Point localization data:
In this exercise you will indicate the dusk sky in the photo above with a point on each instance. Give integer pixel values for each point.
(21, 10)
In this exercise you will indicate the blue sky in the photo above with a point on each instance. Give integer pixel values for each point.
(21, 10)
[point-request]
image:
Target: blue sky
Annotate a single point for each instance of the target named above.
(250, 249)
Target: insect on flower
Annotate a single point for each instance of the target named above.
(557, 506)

...

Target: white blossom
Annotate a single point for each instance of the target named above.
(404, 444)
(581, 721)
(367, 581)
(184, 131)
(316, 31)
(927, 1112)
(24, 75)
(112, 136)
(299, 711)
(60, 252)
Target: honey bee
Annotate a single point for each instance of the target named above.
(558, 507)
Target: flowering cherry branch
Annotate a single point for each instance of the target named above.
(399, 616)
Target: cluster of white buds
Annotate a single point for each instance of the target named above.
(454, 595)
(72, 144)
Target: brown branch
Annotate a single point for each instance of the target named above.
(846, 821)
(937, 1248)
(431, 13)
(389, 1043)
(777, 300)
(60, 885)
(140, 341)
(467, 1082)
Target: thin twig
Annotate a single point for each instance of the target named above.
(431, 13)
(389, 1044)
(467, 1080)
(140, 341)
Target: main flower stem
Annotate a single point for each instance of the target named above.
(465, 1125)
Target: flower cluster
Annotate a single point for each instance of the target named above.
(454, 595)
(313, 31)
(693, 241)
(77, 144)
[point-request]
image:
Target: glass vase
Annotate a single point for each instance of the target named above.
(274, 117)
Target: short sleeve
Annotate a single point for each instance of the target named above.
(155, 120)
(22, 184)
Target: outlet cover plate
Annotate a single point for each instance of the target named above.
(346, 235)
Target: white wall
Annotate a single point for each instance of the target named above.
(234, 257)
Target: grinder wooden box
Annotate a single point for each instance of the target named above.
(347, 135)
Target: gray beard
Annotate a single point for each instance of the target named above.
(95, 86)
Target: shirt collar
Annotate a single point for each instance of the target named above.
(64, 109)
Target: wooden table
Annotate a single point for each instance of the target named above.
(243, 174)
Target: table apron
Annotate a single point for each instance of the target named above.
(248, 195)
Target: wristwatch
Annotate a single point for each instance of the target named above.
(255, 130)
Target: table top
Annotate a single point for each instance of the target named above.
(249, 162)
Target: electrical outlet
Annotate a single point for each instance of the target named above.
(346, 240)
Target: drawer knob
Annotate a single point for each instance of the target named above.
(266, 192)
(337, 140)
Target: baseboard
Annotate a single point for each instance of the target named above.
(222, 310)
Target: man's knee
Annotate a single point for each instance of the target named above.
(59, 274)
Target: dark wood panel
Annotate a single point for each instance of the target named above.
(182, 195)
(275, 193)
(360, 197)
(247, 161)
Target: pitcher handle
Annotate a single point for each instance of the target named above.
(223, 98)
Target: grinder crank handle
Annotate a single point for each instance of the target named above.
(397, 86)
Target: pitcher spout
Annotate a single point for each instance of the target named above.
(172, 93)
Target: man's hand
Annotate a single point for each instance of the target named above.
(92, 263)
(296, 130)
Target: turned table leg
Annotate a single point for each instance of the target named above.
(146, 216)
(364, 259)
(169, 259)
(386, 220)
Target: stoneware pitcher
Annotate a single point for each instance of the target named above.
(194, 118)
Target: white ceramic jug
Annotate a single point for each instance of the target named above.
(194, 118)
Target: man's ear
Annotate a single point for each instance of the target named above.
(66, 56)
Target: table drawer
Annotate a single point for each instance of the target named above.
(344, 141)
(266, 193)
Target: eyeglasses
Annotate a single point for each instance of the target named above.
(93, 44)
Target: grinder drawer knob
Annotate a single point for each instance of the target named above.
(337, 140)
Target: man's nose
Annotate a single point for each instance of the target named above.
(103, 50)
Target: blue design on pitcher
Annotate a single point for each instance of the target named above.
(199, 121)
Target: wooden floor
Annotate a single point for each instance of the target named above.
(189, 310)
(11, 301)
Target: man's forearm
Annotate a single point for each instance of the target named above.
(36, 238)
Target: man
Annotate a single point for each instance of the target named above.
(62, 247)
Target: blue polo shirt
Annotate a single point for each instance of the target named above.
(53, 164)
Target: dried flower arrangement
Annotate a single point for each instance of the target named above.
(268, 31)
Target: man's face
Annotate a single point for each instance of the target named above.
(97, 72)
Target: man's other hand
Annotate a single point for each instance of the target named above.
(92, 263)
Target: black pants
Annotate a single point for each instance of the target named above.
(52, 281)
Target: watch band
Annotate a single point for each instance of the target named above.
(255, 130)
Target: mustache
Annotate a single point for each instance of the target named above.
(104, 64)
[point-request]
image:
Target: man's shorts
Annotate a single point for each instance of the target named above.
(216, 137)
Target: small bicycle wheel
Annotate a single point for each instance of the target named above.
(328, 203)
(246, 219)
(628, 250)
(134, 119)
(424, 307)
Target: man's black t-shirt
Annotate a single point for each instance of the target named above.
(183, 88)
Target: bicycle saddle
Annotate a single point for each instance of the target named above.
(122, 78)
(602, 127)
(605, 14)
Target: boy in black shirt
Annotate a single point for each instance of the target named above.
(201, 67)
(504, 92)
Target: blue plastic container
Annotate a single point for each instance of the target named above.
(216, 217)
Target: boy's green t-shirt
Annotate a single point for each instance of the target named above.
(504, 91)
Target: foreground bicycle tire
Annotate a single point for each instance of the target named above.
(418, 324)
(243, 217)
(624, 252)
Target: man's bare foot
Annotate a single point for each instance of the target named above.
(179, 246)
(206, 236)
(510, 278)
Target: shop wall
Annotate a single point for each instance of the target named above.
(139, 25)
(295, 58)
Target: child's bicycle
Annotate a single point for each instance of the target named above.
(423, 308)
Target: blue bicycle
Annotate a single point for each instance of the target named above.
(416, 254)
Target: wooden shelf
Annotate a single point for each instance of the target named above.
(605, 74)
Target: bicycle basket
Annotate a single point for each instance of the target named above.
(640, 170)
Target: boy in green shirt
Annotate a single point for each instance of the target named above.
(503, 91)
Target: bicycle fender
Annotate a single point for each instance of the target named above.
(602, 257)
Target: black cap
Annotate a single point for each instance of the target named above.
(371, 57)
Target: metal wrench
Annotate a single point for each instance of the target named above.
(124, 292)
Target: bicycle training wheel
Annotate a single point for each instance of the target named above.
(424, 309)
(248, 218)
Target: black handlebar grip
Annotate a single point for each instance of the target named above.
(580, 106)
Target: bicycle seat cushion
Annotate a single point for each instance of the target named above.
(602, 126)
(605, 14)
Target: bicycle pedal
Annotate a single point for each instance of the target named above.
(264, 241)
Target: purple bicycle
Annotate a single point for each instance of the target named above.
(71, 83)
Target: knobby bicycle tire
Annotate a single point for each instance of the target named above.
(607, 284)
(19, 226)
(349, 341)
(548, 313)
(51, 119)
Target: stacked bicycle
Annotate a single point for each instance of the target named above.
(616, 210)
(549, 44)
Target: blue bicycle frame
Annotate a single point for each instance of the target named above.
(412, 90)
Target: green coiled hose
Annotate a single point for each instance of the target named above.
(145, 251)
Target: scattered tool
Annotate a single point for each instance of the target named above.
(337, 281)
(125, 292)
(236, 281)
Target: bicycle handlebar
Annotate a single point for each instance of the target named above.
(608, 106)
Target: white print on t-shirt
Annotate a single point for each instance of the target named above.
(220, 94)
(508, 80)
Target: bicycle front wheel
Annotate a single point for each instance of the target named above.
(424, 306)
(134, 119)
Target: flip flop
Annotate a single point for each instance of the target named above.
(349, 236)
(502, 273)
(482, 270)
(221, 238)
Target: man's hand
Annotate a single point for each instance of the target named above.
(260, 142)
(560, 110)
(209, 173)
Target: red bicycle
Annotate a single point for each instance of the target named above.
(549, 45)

---

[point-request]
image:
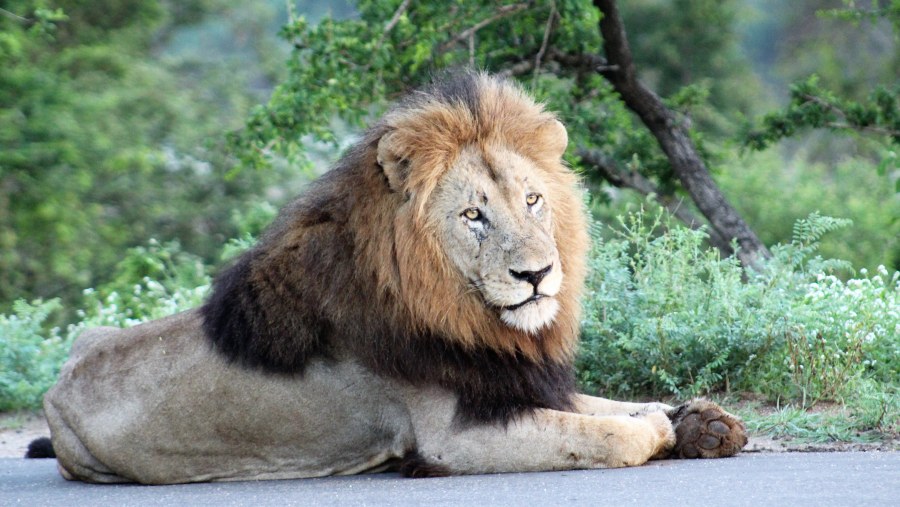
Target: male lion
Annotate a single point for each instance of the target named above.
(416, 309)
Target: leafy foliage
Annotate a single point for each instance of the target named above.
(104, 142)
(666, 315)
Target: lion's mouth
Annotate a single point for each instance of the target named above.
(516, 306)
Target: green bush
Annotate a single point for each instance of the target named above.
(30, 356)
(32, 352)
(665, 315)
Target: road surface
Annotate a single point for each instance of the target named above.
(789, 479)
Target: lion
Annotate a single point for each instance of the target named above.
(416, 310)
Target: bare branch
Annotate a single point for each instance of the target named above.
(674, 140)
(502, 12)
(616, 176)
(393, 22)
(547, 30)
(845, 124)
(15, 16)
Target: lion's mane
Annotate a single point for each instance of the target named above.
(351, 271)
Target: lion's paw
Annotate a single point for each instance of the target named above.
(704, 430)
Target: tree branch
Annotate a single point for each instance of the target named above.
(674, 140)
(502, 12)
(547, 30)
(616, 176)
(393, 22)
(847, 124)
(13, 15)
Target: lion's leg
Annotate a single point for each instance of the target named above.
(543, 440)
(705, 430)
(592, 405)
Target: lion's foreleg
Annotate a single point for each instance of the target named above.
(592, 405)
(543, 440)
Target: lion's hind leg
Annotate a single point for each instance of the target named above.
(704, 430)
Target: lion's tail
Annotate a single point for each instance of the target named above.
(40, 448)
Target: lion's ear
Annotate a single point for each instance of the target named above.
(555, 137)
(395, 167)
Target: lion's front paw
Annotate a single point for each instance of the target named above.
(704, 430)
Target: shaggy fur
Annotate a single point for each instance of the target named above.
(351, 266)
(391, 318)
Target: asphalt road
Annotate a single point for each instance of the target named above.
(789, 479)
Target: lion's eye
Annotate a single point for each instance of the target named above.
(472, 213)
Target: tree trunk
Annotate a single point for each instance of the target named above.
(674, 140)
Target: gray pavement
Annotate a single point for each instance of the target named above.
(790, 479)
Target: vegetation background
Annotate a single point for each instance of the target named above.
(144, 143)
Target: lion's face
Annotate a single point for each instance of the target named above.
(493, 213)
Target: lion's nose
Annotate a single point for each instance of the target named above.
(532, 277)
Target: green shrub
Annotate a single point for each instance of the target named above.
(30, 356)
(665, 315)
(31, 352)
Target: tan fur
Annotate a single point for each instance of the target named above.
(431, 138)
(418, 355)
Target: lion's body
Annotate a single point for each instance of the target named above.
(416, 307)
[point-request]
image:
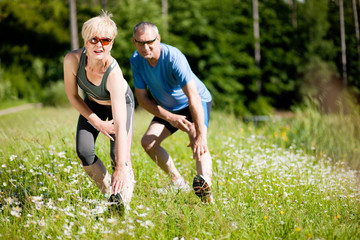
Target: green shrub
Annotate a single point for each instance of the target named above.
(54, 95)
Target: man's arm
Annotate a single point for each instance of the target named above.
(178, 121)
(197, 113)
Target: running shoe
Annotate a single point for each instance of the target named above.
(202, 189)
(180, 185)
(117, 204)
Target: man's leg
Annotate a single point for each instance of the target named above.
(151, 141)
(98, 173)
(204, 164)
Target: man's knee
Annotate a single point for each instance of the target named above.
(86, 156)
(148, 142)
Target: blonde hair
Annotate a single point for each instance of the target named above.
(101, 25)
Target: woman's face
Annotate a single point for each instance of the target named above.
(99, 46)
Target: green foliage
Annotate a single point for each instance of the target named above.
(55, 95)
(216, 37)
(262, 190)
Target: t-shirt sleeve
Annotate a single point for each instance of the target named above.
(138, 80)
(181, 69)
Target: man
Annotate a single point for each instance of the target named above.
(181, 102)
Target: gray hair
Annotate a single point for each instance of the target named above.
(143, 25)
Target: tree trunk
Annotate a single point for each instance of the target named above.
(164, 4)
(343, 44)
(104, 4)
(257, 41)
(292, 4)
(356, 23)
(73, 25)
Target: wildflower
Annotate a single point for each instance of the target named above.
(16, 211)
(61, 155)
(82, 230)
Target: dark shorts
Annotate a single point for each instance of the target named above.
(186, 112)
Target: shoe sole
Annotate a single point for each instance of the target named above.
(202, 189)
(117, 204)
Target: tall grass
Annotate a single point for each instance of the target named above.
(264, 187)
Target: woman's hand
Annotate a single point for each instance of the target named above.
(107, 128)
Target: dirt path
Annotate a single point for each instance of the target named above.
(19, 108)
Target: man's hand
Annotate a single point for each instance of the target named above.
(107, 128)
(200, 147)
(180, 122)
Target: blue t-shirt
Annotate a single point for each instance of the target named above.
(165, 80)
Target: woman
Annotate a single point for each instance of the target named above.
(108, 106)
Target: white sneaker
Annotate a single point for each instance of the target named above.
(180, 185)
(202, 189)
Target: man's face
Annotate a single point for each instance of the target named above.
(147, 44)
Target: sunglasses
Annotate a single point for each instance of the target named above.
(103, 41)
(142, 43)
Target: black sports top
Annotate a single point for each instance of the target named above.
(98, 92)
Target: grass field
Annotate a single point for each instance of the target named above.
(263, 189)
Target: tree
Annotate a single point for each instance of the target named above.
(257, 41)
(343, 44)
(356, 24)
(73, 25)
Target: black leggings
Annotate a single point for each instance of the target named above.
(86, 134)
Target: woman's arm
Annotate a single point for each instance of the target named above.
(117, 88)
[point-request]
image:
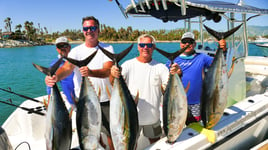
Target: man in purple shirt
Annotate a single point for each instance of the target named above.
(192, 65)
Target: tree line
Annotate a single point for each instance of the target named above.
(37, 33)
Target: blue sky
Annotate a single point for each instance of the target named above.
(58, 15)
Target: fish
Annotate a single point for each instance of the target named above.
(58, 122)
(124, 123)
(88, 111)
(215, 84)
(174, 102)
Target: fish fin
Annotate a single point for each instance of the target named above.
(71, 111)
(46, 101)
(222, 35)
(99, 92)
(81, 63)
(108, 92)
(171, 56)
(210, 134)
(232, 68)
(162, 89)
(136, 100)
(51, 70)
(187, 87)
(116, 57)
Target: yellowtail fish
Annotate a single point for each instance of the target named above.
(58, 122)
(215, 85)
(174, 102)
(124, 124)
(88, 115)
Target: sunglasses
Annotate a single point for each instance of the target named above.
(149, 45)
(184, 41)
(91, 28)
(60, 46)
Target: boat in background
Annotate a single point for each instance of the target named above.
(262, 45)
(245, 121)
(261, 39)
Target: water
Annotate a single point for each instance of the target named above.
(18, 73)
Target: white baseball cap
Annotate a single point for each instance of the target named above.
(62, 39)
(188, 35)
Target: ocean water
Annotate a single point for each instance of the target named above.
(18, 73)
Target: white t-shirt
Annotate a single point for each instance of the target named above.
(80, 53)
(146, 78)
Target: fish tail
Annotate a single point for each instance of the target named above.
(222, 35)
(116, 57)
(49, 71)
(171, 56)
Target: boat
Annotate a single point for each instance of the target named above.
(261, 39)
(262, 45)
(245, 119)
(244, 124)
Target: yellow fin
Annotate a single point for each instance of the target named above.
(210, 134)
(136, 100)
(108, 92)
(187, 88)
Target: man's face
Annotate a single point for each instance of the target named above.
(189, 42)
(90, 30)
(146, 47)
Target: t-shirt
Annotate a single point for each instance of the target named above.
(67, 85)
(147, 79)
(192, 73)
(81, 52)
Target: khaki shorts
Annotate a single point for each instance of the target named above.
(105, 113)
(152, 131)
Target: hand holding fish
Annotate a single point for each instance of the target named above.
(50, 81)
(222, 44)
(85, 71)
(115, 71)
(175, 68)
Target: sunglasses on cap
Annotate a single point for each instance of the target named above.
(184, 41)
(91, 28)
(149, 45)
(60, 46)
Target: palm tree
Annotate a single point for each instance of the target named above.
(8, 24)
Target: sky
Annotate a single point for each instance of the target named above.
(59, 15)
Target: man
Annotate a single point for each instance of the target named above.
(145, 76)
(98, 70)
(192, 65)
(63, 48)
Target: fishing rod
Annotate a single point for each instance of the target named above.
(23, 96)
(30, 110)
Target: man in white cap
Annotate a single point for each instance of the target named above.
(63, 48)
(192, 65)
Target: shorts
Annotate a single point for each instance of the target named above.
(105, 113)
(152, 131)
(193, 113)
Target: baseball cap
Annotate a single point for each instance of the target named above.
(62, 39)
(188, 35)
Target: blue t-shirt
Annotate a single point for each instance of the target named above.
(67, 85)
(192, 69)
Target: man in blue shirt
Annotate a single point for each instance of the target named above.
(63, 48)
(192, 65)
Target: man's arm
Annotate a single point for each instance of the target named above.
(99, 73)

--- Assigned task ---
Could you restate word for word the lines above, from the one that contains "Target: leafy foliage" through the one that contains "Target: lion's ear", and no others?

--- Task response ---
Target: leafy foliage
Annotate a single point for each instance of the target named above.
(104, 142)
(666, 315)
Target: lion's mouth
Annotate a single point for each instance of the target named above.
(516, 306)
Target: green bush
Annotate a single point for each instance of the target named above.
(30, 356)
(32, 352)
(665, 315)
Target: road surface
Annotate a single point for each instance of the target named above.
(789, 479)
Target: lion
Annotate a single point for each instance of the target named above.
(416, 310)
Target: bare branch
Annotate a single point for each instance of the target named above.
(674, 140)
(502, 12)
(616, 176)
(393, 22)
(547, 30)
(845, 124)
(15, 16)
Target: lion's mane
Annotate a single point for each instance of the target named above.
(351, 271)
Target: lion's paw
Annotate a single point for each instance of the target named above.
(704, 430)
Target: tree branch
Annotate a single point for each instance of the target named above.
(674, 140)
(502, 12)
(547, 30)
(616, 176)
(393, 22)
(847, 124)
(13, 15)
Target: lion's leg
Annotate a single point for each instance of the target named above.
(543, 440)
(705, 430)
(592, 405)
Target: lion's foreleg
Annotate a single point for each instance of the target named above.
(592, 405)
(543, 440)
Target: lion's hind leg
Annotate a single point for each instance of the target named above.
(704, 430)
Target: lion's tail
Annotate a single point for each instance of the target named above.
(40, 448)
Target: lion's ear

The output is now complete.